From the entries, copy every line that carries the string "give".

- _Record extracts_

= = = =

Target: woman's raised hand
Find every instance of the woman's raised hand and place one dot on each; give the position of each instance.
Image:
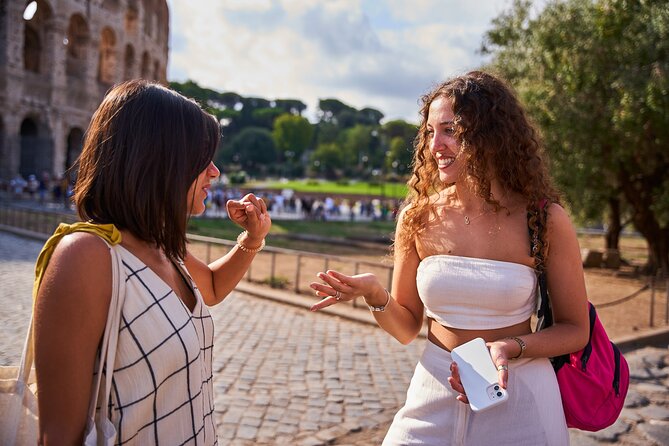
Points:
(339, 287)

= = = =

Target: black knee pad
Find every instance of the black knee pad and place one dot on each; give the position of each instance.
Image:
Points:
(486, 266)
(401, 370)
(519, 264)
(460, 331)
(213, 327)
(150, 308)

= = = =

- _Answer to the problem_
Find every instance of the woman's raised hand and place one dot on each; give the position of each instance.
Find every instance of the black knee pad and place one dot on each; give the position of each instance.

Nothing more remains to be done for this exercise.